--- start ---

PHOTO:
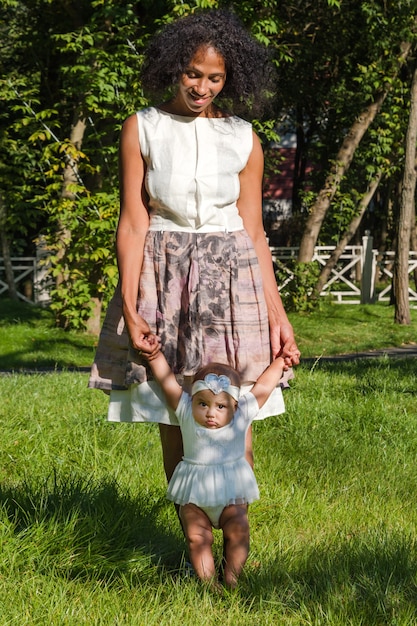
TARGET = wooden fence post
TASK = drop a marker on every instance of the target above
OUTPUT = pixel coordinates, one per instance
(367, 282)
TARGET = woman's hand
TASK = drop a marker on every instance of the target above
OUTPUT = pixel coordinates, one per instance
(283, 344)
(141, 337)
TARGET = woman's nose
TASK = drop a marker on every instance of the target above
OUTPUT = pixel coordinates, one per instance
(201, 86)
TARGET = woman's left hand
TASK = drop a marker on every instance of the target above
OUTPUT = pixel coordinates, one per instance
(283, 344)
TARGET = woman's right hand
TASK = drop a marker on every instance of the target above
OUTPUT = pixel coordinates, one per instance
(141, 337)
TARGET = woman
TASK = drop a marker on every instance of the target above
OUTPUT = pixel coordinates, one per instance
(194, 264)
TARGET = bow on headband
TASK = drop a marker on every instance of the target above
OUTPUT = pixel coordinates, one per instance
(216, 384)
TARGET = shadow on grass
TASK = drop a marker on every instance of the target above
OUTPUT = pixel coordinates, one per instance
(60, 353)
(81, 529)
(18, 312)
(362, 369)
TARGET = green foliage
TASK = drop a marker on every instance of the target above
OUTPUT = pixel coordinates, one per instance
(298, 289)
(62, 65)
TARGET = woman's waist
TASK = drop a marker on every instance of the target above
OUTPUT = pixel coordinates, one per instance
(211, 222)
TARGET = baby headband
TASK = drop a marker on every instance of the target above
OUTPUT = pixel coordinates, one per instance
(216, 384)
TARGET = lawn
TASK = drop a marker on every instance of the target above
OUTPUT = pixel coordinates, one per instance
(88, 538)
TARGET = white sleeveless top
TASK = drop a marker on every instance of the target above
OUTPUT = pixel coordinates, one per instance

--- end ---

Convert all of the data above into a JSON list of strings, one entry per line, omitting blank lines and leaving out the picture.

[
  "PHOTO:",
  "TARGET = wooden fence post",
  "TASK = drop a marker on every instance of the target above",
  "OUTPUT = pixel coordinates, one per instance",
  "(367, 282)",
  "TARGET = woman's hand",
  "TASK = drop a marker on every instance of the target above",
  "OUTPUT = pixel coordinates, one per instance",
  "(283, 344)",
  "(141, 337)",
  "TARGET = woman's nose",
  "TASK = drop a marker on every instance of the target above",
  "OUTPUT = pixel coordinates, one per instance",
  "(201, 86)",
  "TARGET = woman's left hand",
  "TASK = drop a marker on every instance of the target above",
  "OUTPUT = pixel coordinates, one per instance",
  "(283, 344)",
  "TARGET = woman's right hand",
  "TASK = drop a marker on every instance of the target above",
  "OUTPUT = pixel coordinates, one per instance",
  "(141, 337)",
  "TARGET = woman",
  "TASK = drop a marker on every instance of the target above",
  "OUTPUT = pixel coordinates, one per instance",
  "(194, 264)",
  "TARGET = bow on headband",
  "TASK = drop a marker on every instance of the target above",
  "OUTPUT = pixel coordinates, one per instance",
  "(216, 384)",
  "TARGET = shadow on grass",
  "TASK = drop a marker on every instance of the target above",
  "OUTPUT = pixel coordinates, one per instance",
  "(60, 353)",
  "(81, 529)",
  "(18, 312)",
  "(362, 369)",
  "TARGET = green foliage",
  "TASK = drop a marker on every instance of the target above",
  "OUTPUT = pixel coordinates, one per instance",
  "(298, 289)",
  "(62, 65)",
  "TARGET = woman's waist",
  "TASK = drop a marker on every instance of the target above",
  "OUTPUT = pixel coordinates, one per instance",
  "(211, 222)",
  "TARGET = baby headband",
  "TASK = drop a marker on every instance of the target above",
  "OUTPUT = pixel coordinates, one per instance",
  "(216, 384)",
  "TARGET = lawn",
  "TASK = drop a marker on every instance of the target above",
  "OUTPUT = pixel coordinates, one per instance",
  "(88, 538)",
  "TARGET = white sleeveless top",
  "TASK = drop a marker on every instance of the target above",
  "OUTPUT = pixel coordinates, one per instance"
]